*Data provided*:

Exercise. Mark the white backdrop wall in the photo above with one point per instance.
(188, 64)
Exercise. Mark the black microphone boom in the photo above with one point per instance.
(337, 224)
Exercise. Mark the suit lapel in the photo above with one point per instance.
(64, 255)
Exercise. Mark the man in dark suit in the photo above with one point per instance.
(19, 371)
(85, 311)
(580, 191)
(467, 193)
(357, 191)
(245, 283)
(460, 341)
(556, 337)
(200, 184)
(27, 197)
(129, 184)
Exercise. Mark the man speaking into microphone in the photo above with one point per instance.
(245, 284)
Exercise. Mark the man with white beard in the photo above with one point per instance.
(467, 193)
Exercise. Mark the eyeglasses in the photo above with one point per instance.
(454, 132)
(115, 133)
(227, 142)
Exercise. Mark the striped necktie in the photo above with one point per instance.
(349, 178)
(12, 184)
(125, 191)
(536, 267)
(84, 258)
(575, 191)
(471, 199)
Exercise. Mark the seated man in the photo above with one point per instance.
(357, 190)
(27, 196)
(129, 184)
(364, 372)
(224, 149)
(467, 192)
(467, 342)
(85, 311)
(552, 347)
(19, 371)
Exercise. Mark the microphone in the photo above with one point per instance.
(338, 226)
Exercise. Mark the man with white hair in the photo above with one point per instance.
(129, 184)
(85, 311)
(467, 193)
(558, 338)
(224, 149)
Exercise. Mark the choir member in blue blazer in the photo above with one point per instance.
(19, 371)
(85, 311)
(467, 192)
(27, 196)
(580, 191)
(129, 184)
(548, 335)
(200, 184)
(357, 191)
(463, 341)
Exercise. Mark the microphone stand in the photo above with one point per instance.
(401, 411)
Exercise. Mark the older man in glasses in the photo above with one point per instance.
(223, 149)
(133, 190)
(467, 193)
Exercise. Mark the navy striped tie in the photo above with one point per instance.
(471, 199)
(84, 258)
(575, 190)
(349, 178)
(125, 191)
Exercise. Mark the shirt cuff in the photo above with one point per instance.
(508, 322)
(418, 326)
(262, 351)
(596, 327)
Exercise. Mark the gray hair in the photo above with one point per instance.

*Required work*:
The answer must consist of every entry, set down exactly as given.

*Task response*:
Exercise. Mark the white backdrop wall in the photo above with one point per instance.
(188, 64)
Exercise. Mark the black microphone boom in the photo above with one point per instance.
(337, 224)
Exercise. Mark the suit lapel in the photo above with one point per instance.
(64, 255)
Exercise. Mark the man in dark suit in the photo above with one point per instance.
(19, 371)
(85, 311)
(580, 191)
(467, 193)
(357, 191)
(245, 283)
(460, 341)
(556, 337)
(200, 184)
(27, 197)
(129, 184)
Exercise. Mark the man speaking into microphone in the photo above with one point per instance.
(245, 284)
Exercise. Mark the man with white beard in the photo above with one point per instance.
(467, 193)
Exercise. Mark the eyeglasses in the photo above with one point per instance.
(454, 132)
(115, 133)
(227, 142)
Exercise. Mark the striped necktie in the photo above with one point per instance.
(349, 178)
(12, 184)
(125, 191)
(536, 267)
(84, 258)
(575, 191)
(471, 199)
Exercise. Mark the seated man in the photo above with one point per instance.
(357, 190)
(27, 196)
(129, 184)
(364, 372)
(224, 149)
(467, 192)
(467, 342)
(85, 311)
(552, 347)
(19, 371)
Exercise. Mark the microphone in the photo above with one point per instance.
(338, 226)
Exercise. Mark the man with white hair in the photo above with one point per instance.
(129, 184)
(85, 311)
(467, 193)
(558, 338)
(224, 149)
Exercise. Mark the choir member in blue blazer in the photo above with one point per instance.
(19, 371)
(85, 311)
(467, 192)
(27, 196)
(580, 191)
(129, 184)
(548, 335)
(200, 184)
(357, 191)
(463, 341)
Exercise. Mark the microphone stand in the photo above with one point per instance.
(401, 411)
Exercise. Mark the older man in glasses in the photo above with one point per instance.
(223, 149)
(133, 190)
(467, 193)
Exercise. Mark the navy striped tie in the photo above with one point per instance.
(471, 199)
(84, 258)
(575, 190)
(349, 178)
(125, 191)
Exercise. Mark the shirt cuff in the photo above with one point per instance.
(508, 322)
(418, 326)
(262, 351)
(596, 327)
Exercise. Mark the gray hair in the photo above with one point per instance.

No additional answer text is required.